EXERCISE GOAL
Repeat the stretch of material from the line containing "[tag] lamp base (a dot for each instance)" through the end of the material, both ends included.

Records from a data collection
══════════════════════════════
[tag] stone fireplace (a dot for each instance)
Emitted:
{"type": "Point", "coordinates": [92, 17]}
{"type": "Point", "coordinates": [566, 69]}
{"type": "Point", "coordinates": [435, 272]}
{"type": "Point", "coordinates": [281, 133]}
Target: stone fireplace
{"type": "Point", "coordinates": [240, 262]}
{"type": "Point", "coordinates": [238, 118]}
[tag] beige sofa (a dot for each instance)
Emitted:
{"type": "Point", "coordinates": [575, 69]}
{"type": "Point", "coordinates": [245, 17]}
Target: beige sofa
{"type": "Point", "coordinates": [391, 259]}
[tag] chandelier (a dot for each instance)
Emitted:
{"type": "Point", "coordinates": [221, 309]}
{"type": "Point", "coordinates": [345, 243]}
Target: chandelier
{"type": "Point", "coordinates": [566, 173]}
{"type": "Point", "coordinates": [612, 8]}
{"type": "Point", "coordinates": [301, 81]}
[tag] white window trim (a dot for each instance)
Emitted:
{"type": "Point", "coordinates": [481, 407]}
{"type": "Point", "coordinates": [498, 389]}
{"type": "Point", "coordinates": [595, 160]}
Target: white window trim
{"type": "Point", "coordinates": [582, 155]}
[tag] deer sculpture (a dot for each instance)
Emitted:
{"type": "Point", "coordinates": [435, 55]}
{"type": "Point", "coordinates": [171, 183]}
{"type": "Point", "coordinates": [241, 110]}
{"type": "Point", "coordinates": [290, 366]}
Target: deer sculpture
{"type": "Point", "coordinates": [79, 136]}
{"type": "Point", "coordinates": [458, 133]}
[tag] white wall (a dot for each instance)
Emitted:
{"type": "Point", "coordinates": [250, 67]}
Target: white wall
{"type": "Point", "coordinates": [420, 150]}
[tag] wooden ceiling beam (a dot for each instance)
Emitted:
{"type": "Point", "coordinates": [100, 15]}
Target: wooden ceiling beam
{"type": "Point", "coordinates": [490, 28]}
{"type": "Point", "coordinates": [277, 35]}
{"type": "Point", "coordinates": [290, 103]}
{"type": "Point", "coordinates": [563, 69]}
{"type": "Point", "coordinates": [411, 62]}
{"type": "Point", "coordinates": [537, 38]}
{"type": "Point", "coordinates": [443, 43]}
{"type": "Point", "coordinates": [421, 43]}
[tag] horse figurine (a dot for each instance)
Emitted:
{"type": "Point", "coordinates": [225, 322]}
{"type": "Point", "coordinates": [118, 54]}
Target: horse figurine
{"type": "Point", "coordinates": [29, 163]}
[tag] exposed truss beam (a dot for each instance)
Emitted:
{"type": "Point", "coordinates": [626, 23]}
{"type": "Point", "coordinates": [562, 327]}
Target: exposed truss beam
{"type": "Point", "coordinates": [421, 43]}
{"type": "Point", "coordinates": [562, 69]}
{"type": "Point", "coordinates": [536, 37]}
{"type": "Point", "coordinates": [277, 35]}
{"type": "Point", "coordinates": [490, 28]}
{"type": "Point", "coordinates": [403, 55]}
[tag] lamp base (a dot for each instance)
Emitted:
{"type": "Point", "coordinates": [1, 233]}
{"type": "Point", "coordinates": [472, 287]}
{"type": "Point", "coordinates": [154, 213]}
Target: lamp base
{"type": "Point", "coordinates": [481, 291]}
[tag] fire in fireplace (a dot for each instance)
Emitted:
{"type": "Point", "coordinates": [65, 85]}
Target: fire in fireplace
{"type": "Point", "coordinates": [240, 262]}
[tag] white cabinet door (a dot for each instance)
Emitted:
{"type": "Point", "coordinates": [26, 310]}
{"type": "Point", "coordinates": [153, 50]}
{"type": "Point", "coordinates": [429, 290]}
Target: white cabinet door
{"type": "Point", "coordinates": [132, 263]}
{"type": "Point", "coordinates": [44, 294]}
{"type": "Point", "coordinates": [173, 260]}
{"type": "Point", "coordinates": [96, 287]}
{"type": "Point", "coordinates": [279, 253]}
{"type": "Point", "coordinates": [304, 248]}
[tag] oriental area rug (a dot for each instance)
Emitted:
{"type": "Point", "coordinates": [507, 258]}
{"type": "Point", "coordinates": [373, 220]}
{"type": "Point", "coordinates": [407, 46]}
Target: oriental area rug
══════════════════════════════
EXERCISE ANSWER
[tag] lamp base (a dot for each instance)
Emitted:
{"type": "Point", "coordinates": [1, 233]}
{"type": "Point", "coordinates": [472, 287]}
{"type": "Point", "coordinates": [154, 213]}
Target: lamp base
{"type": "Point", "coordinates": [481, 291]}
[tag] fire in fireplace (a dot for each instance)
Emitted:
{"type": "Point", "coordinates": [65, 85]}
Target: fire in fireplace
{"type": "Point", "coordinates": [240, 262]}
[tag] white cabinet door (a dot for each instance)
Emitted:
{"type": "Point", "coordinates": [26, 310]}
{"type": "Point", "coordinates": [153, 50]}
{"type": "Point", "coordinates": [429, 290]}
Target: white cabinet door
{"type": "Point", "coordinates": [132, 263]}
{"type": "Point", "coordinates": [44, 294]}
{"type": "Point", "coordinates": [173, 260]}
{"type": "Point", "coordinates": [96, 287]}
{"type": "Point", "coordinates": [279, 253]}
{"type": "Point", "coordinates": [304, 248]}
[tag] oriental area rug (a dot for each instance)
Emitted:
{"type": "Point", "coordinates": [507, 258]}
{"type": "Point", "coordinates": [373, 220]}
{"type": "Point", "coordinates": [407, 46]}
Target: oriental area rug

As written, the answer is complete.